What is needed: Please reproduce the passage from the article on AI data augmentation word for word, starting with "High-fidelity synthetic data" and going on through "can mitigate accordingly.".

Document text:

--------------------------------------------------

Enhancing Data Simulation & Augmentation With AI
When recruiting patients and running a clinical trial, it’s ideal to enroll patients that represent the broader population to the closest extent possible. But this is not always feasible. Recruiting any patient to a clinical trial is challenging—achieving diversity and assembling a patient pool that accurately reflects real-world demographics poses additional hurdles. Underrepresented demographics in clinical trials has been an ongoing problem (Tufts University, 2022). Without having an adequately diverse group of patients, organizations may be less likely to get their drug(s) approved, and the overall drug development process becomes slower or stops.
Synthetic clinical trial data, created using generative AI (gen AI), is a potential solution to some of the common problems in clinical trials. Companies in the life sciences industry can leverage gen AI and synthetic data to augment their existing datasets, letting them:
- Upsample underrepresented groups within a clinical trial sample with synthetic data, helping to make the dataset more similar to that of the overall population—making findings more generalizable.
- Create faster, more successful clinical trial programs, saving the sponsor money and reducing burden on both patients and sites.
- Model multiple different trial scenarios and designs in order to determine the most effective way to run their clinical trial program.
Medidata Simulants is a fit-for-purpose, generative AI algorithm that can be used to generate synthetic data for clinical development, enabling sponsors to gain information about the effects of their drugs while protecting patient and sponsor privacy.
High-fidelity synthetic data has the ability to augment existing datasets in indications where medical need remains unmet, and current real-world data and literature do not provide adequate, in-depth information. Companies may leverage these datasets to proactively identify which patients are likely to experience adverse events, or other negative outcomes, and can mitigate accordingly.
Not only does generative AI have the ability to augment patient-level data, but it can also help sponsors gather valuable insights from their own data, as opposed to spending unnecessary time and money trying to accurately identify which sites to use and which patients to enroll. Instead, they can use generated synthetic data/augmented existing datasets for insights on site performance, patient demographics, and other relevant factors.
There has already been early success in implementing gen AI in clinical trials for data augmentation purposes, highlighting the potential for what is yet to come (NIH, 2024).

--------------------------------------------------

Data supplied:
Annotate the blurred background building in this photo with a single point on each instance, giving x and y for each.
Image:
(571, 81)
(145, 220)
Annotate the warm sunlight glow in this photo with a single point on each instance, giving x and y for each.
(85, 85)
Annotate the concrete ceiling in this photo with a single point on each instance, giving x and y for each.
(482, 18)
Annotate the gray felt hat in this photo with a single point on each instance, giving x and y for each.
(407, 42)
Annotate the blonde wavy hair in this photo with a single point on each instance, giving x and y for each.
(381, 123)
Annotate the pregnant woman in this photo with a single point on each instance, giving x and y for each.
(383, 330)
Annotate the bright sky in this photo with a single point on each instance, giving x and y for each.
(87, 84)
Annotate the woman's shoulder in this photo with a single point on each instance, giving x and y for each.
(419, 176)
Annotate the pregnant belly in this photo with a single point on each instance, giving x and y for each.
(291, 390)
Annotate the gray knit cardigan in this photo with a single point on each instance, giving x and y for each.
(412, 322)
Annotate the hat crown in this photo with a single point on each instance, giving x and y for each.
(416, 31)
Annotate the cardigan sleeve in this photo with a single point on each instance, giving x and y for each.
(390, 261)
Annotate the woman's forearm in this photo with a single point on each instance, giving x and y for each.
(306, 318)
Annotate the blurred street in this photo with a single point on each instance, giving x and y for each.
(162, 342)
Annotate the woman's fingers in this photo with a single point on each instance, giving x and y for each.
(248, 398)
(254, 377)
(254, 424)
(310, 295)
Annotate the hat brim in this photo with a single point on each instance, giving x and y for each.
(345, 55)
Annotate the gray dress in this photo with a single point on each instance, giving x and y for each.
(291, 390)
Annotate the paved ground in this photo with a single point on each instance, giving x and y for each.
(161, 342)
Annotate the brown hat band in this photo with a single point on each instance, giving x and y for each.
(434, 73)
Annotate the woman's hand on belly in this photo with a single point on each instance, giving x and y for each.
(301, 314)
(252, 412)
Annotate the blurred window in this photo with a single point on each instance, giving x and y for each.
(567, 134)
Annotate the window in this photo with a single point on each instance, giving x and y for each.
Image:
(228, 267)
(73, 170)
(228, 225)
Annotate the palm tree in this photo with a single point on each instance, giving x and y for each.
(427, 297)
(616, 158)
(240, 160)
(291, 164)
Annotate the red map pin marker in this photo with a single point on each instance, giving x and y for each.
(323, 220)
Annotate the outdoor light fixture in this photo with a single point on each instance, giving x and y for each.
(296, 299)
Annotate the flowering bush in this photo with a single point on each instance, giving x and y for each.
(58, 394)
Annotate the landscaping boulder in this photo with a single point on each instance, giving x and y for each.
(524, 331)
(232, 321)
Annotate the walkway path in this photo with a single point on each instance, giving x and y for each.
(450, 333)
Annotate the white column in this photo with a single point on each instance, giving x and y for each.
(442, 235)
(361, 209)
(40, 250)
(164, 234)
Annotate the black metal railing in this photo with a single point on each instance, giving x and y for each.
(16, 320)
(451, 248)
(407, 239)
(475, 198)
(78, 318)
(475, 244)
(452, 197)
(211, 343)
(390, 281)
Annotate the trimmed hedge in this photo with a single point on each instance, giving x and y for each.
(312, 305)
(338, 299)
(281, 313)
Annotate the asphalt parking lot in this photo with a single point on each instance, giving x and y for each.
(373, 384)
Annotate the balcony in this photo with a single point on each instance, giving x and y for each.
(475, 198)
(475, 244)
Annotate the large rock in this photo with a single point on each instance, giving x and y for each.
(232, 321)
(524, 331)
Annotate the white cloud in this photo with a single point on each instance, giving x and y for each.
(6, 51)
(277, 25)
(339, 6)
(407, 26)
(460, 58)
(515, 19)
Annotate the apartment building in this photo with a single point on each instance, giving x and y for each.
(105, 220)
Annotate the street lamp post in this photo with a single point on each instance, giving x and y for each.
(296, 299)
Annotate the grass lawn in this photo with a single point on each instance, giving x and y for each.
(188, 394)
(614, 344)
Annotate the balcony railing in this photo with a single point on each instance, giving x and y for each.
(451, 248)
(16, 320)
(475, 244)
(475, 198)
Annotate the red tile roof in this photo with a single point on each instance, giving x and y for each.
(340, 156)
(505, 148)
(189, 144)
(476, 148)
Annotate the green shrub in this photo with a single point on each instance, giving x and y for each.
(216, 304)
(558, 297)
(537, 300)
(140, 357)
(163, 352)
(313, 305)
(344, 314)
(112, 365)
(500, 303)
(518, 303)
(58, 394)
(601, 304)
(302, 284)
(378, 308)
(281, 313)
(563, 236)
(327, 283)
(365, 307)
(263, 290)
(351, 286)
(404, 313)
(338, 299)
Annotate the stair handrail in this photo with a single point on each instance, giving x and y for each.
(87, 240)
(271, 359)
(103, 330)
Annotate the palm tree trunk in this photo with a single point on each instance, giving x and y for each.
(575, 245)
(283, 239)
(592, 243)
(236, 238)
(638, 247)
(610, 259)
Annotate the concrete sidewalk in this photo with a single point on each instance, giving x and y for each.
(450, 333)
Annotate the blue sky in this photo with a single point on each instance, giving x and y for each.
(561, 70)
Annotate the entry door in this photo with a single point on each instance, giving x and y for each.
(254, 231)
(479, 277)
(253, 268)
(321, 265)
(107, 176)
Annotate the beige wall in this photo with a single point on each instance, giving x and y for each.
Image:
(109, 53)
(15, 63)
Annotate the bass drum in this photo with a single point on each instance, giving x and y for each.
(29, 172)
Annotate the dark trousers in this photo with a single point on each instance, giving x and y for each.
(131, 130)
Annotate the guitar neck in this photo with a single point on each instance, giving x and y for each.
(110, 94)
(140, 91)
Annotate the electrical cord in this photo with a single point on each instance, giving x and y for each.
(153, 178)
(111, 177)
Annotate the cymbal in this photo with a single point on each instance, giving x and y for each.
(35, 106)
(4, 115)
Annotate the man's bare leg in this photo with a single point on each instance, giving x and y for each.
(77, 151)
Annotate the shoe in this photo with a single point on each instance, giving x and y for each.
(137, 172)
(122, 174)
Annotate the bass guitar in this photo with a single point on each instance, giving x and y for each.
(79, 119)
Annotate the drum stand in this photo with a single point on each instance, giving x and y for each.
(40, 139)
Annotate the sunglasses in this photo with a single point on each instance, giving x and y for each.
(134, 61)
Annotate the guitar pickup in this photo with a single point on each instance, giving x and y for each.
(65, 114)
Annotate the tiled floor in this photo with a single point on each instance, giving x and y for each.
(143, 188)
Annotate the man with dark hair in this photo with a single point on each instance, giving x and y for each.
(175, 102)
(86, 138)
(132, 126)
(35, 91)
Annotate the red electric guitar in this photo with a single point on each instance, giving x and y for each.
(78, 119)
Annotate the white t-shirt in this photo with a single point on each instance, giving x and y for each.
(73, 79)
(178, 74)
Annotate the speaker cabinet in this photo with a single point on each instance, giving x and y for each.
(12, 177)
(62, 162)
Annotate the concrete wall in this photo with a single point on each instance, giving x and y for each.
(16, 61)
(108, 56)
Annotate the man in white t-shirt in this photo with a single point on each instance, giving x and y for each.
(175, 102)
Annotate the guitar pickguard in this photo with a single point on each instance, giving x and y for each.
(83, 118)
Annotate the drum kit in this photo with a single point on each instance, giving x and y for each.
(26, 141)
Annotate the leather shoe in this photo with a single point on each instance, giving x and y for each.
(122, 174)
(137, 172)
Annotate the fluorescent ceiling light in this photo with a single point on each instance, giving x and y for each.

--------------------------------------------------

Solution to this problem:
High-fidelity synthetic data has the ability to augment existing datasets in indications where medical need remains unmet, and current real-world data and literature do not provide adequate, in-depth information. Companies may leverage these datasets to proactively identify which patients are likely to experience adverse events, or other negative outcomes, and can mitigate accordingly.